● Article:
* begin *

Skip to main content

Open Source License Identification Library

Project description

osslili

A high-performance tool for identifying licenses and copyright information in local source code, producing detailed evidence of where licenses are detected with support for all 700+ SPDX license identifiers.

What It Does

osslili analyzes local source code to produce evidence of:

  • License detection - Shows which files contain which licenses with confidence scores
  • SPDX identifiers - Detects SPDX-License-Identifier tags in ALL readable files
  • Package metadata - Extracts licenses from package.json, pyproject.toml, METADATA files
  • Copyright statements - Extracts copyright holders and years with intelligent filtering

The tool outputs standardized JSON evidence showing exactly where each license was detected, the detection method used, and confidence scores.

Key Features

  • Evidence-based output: Shows exact file paths, confidence scores, and detection methods
  • License hierarchy: Categorizes licenses as declared vs detected vs referenced
  • Multiple output formats: Evidence JSON, KissBOM, CycloneDX SBOM
  • Archive extraction: Automatically extracts and scans zip, tar, and other archive formats
  • Caching support: Speed up repeated scans with intelligent caching
  • Parallel processing: Multi-threaded scanning with configurable thread count
  • Three-tier detection:
    • Dice-Sørensen similarity matching (97% threshold)

* end *

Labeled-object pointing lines
* begin *

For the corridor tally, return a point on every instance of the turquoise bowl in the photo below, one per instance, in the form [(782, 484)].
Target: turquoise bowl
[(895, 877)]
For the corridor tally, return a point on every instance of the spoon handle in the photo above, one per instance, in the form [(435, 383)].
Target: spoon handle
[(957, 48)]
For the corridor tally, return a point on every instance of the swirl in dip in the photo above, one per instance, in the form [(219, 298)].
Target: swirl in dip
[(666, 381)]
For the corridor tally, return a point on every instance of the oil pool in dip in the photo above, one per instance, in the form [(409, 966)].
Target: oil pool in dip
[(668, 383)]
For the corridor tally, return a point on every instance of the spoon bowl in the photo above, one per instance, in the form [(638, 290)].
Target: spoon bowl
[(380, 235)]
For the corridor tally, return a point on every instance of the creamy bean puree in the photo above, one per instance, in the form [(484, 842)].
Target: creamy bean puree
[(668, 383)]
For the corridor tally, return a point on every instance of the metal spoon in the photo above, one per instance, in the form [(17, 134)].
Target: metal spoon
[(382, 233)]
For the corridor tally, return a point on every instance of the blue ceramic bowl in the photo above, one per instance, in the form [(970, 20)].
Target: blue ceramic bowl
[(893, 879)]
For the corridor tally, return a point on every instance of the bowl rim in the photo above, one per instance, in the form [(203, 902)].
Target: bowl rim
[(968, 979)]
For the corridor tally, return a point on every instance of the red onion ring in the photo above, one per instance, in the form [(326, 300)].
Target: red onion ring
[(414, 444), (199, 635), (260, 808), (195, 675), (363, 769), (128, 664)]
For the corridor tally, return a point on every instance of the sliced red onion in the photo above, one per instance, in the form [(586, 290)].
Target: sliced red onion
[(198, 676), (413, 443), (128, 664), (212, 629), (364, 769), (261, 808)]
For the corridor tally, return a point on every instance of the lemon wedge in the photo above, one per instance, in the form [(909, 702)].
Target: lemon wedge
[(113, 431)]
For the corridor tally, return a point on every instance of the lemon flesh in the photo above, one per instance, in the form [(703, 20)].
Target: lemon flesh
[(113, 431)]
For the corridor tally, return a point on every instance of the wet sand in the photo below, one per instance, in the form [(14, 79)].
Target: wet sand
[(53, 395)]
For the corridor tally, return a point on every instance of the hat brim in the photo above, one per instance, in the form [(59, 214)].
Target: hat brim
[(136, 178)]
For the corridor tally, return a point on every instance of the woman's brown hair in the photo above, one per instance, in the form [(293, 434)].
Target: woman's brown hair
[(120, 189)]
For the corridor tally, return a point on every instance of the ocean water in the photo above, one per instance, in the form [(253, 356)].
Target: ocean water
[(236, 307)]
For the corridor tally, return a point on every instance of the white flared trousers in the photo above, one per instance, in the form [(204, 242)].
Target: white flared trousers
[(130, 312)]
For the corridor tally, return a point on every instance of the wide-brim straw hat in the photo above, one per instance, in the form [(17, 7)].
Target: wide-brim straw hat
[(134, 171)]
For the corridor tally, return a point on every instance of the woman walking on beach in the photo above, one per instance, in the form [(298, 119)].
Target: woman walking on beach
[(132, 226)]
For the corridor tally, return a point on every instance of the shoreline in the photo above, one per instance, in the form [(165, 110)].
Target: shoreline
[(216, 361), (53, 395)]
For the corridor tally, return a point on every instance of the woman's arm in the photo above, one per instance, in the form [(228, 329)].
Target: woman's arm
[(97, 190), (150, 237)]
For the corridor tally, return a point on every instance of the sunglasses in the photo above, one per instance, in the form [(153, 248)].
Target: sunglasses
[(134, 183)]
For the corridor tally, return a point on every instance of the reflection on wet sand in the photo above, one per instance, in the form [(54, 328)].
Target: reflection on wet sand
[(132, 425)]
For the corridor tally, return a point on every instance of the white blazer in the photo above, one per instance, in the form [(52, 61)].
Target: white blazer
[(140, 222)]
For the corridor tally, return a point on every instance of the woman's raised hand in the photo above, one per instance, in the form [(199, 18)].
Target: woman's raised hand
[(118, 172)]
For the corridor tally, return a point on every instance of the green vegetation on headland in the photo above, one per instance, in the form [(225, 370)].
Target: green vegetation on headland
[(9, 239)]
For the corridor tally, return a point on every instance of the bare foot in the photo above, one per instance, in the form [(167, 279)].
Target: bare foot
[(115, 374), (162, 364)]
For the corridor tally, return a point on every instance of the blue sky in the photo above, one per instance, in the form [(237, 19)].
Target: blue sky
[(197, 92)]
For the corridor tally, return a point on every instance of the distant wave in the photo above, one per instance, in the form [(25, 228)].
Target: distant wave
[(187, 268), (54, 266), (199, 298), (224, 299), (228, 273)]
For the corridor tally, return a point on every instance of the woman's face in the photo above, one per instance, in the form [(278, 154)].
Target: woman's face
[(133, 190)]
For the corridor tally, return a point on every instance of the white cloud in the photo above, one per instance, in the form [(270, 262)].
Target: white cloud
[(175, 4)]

* end *

● Exercise task 1:
Answer the following questions about the osslili project description:
(a) How many SPDX license identifiers does the tool support?
(b) Which package metadata files are named as sources from which licenses are extracted?
(c) What threshold is given for Dice-Sørensen similarity matching?
● Exercise task 2: Write the next portion of the osslili project description, picking up after its final line.

● Response 1:
(a) More than 700 (700+).
(b) package.json, pyproject.toml, and METADATA files.
(c) 97%.

● Response 2:
    • TLSH fuzzy hashing with confirmation
    • Regex pattern matching
  • Safe directory traversal: Depth limiting and symlink loop protection
  • Smart normalization: Handles license variations and common aliases
  • No file limits: Processes files of any size with intelligent sampling
  • Enhanced metadata support: Detects licenses in package.json, METADATA, pyproject.toml
  • False positive filtering: Advanced filtering for code patterns and invalid matches

How It Works

Three-Tier License Detection System

The tool uses a sophisticated multi-tier approach for maximum accuracy:

  1. Tier 1: Dice-Sørensen Similarity with TLSH Confirmation

    • Compares license text using Dice-Sørensen coefficient (97% threshold)
    • Confirms matches using TLSH fuzzy hashing to prevent false positives
    • Achieves 97-100% accuracy on standard SPDX licenses
  2. Tier 2: TLSH Fuzzy Hash Matching

    • Uses Trend Micro Locality Sensitive Hashing for variant detection
    • Catches license variants like MIT-0, BSD-2-Clause vs BSD-3-Clause
    • Pre-computed hashes for all 700+ SPDX licenses
  3. Tier 3: Pattern Recognition

    • Regex-based detection for license references and identifiers
    • Extracts from comments, headers, and documentation

Additional Detection Methods

  • Package Metadata Scanning: Detects licenses from package.json, composer.json, pyproject.toml, etc.
  • Copyright Extraction: Advanced pattern matching with validation and deduplication
  • SPDX Identifier Detection: Finds SPDX-License-Identifier tags in source files

Installation

pip install osslili

Required Dependencies

The package includes all necessary dependencies including python-tlsh for fuzzy hash matching, which is essential for accurate license detection and false positive prevention.

Usage

CLI Usage

# Scan a directory and see evidence (default format)
osslili /path/to/project

# Generate different output formats
osslili ./my-project -f kissbom -o kissbom.json
osslili ./my-project -f cyclonedx-json -o sbom.json
osslili ./my-project -f cyclonedx-xml -o sbom.xml

# Scan with parallel processing (4 threads)
osslili ./my-project --threads 4

# Scan with limited depth (only 2 levels deep)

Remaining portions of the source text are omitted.